**What is required**
The required answer is an exact copy of the lines from the one containing "of the pink" to the end of the listing, both included, without any pictures.

**Task material**
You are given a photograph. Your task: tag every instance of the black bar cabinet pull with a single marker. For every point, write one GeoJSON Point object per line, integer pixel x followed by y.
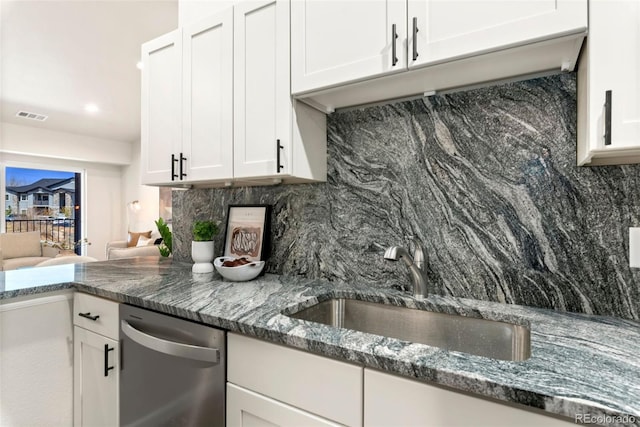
{"type": "Point", "coordinates": [394, 37]}
{"type": "Point", "coordinates": [607, 118]}
{"type": "Point", "coordinates": [415, 38]}
{"type": "Point", "coordinates": [173, 167]}
{"type": "Point", "coordinates": [107, 368]}
{"type": "Point", "coordinates": [278, 164]}
{"type": "Point", "coordinates": [88, 315]}
{"type": "Point", "coordinates": [182, 160]}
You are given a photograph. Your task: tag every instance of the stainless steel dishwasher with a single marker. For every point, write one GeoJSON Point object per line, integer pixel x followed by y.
{"type": "Point", "coordinates": [172, 371]}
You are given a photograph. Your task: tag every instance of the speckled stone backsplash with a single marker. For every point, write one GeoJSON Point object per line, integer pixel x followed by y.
{"type": "Point", "coordinates": [485, 178]}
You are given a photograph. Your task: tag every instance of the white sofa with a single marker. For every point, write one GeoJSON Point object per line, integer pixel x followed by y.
{"type": "Point", "coordinates": [19, 250]}
{"type": "Point", "coordinates": [118, 250]}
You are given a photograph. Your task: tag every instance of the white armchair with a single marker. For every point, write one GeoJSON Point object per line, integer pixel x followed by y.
{"type": "Point", "coordinates": [118, 250]}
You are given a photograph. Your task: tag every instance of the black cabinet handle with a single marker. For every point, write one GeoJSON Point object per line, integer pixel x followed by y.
{"type": "Point", "coordinates": [415, 38]}
{"type": "Point", "coordinates": [173, 167]}
{"type": "Point", "coordinates": [88, 315]}
{"type": "Point", "coordinates": [394, 37]}
{"type": "Point", "coordinates": [107, 368]}
{"type": "Point", "coordinates": [278, 164]}
{"type": "Point", "coordinates": [607, 118]}
{"type": "Point", "coordinates": [182, 160]}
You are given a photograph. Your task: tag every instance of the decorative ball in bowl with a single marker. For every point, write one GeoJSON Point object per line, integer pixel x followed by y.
{"type": "Point", "coordinates": [238, 269]}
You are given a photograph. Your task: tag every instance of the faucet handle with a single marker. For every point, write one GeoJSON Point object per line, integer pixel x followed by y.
{"type": "Point", "coordinates": [419, 258]}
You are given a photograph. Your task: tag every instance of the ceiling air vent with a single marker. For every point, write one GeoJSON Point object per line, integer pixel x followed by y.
{"type": "Point", "coordinates": [32, 116]}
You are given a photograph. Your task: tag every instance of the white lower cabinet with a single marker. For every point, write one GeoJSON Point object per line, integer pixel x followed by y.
{"type": "Point", "coordinates": [96, 364]}
{"type": "Point", "coordinates": [248, 409]}
{"type": "Point", "coordinates": [36, 360]}
{"type": "Point", "coordinates": [275, 385]}
{"type": "Point", "coordinates": [95, 379]}
{"type": "Point", "coordinates": [390, 400]}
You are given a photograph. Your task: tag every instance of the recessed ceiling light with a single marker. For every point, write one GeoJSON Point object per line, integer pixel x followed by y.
{"type": "Point", "coordinates": [91, 108]}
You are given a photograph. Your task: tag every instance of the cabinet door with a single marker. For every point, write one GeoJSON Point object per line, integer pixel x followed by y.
{"type": "Point", "coordinates": [615, 66]}
{"type": "Point", "coordinates": [248, 409]}
{"type": "Point", "coordinates": [36, 360]}
{"type": "Point", "coordinates": [391, 400]}
{"type": "Point", "coordinates": [161, 118]}
{"type": "Point", "coordinates": [262, 103]}
{"type": "Point", "coordinates": [445, 30]}
{"type": "Point", "coordinates": [96, 374]}
{"type": "Point", "coordinates": [336, 42]}
{"type": "Point", "coordinates": [207, 137]}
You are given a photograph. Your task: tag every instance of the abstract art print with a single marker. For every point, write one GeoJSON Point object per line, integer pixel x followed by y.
{"type": "Point", "coordinates": [247, 232]}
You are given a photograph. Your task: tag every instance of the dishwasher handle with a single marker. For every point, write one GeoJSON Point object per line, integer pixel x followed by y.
{"type": "Point", "coordinates": [187, 351]}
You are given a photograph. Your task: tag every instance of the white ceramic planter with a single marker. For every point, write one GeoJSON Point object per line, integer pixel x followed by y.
{"type": "Point", "coordinates": [202, 255]}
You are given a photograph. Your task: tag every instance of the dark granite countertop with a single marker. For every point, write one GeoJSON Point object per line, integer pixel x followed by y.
{"type": "Point", "coordinates": [579, 364]}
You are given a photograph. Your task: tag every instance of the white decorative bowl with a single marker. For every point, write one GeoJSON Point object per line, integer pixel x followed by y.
{"type": "Point", "coordinates": [241, 273]}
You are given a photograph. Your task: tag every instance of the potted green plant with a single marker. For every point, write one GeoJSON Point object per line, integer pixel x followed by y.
{"type": "Point", "coordinates": [202, 246]}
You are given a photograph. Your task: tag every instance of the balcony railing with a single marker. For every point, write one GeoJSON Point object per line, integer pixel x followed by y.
{"type": "Point", "coordinates": [53, 230]}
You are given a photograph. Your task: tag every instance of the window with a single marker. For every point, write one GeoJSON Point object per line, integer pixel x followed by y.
{"type": "Point", "coordinates": [42, 199]}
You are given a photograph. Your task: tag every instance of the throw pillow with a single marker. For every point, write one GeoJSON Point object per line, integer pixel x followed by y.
{"type": "Point", "coordinates": [143, 241]}
{"type": "Point", "coordinates": [133, 236]}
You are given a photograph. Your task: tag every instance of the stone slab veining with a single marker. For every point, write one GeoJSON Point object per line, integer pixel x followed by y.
{"type": "Point", "coordinates": [486, 178]}
{"type": "Point", "coordinates": [580, 364]}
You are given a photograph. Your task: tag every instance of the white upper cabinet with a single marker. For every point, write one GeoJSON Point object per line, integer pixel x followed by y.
{"type": "Point", "coordinates": [274, 137]}
{"type": "Point", "coordinates": [161, 117]}
{"type": "Point", "coordinates": [187, 102]}
{"type": "Point", "coordinates": [442, 30]}
{"type": "Point", "coordinates": [343, 51]}
{"type": "Point", "coordinates": [261, 87]}
{"type": "Point", "coordinates": [207, 71]}
{"type": "Point", "coordinates": [339, 41]}
{"type": "Point", "coordinates": [609, 125]}
{"type": "Point", "coordinates": [231, 92]}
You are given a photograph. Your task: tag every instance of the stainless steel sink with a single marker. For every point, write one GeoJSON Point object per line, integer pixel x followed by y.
{"type": "Point", "coordinates": [481, 337]}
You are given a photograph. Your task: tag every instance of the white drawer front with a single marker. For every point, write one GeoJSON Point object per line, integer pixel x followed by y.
{"type": "Point", "coordinates": [96, 314]}
{"type": "Point", "coordinates": [322, 386]}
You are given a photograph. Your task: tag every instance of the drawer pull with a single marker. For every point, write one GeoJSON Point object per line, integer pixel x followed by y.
{"type": "Point", "coordinates": [607, 118]}
{"type": "Point", "coordinates": [394, 36]}
{"type": "Point", "coordinates": [415, 38]}
{"type": "Point", "coordinates": [279, 147]}
{"type": "Point", "coordinates": [107, 368]}
{"type": "Point", "coordinates": [88, 315]}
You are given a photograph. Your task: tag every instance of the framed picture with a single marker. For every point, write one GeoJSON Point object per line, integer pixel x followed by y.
{"type": "Point", "coordinates": [248, 231]}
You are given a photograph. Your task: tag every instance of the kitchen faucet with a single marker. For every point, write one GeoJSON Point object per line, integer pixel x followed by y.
{"type": "Point", "coordinates": [415, 264]}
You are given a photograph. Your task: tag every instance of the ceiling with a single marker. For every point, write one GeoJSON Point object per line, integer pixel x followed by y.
{"type": "Point", "coordinates": [57, 56]}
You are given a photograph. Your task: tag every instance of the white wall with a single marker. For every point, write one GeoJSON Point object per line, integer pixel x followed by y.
{"type": "Point", "coordinates": [147, 196]}
{"type": "Point", "coordinates": [27, 140]}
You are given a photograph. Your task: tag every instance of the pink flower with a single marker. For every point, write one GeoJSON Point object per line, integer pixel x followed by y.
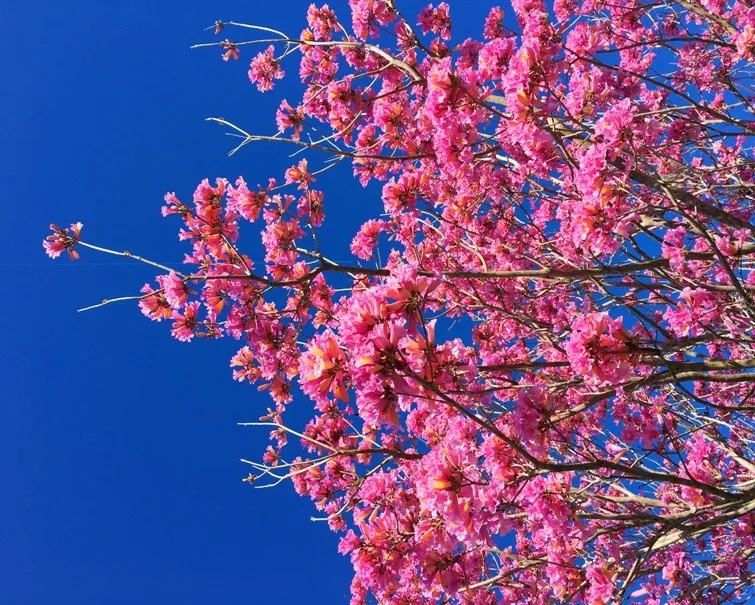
{"type": "Point", "coordinates": [265, 68]}
{"type": "Point", "coordinates": [63, 240]}
{"type": "Point", "coordinates": [185, 324]}
{"type": "Point", "coordinates": [322, 368]}
{"type": "Point", "coordinates": [288, 117]}
{"type": "Point", "coordinates": [598, 349]}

**Finished exercise**
You are given a photograph. Your task: tag every instance of the pink flower with a single marker. For every point, write one GeoJSON Point object per line, integer pixel x followed by y.
{"type": "Point", "coordinates": [265, 68]}
{"type": "Point", "coordinates": [63, 240]}
{"type": "Point", "coordinates": [185, 324]}
{"type": "Point", "coordinates": [322, 368]}
{"type": "Point", "coordinates": [288, 117]}
{"type": "Point", "coordinates": [598, 349]}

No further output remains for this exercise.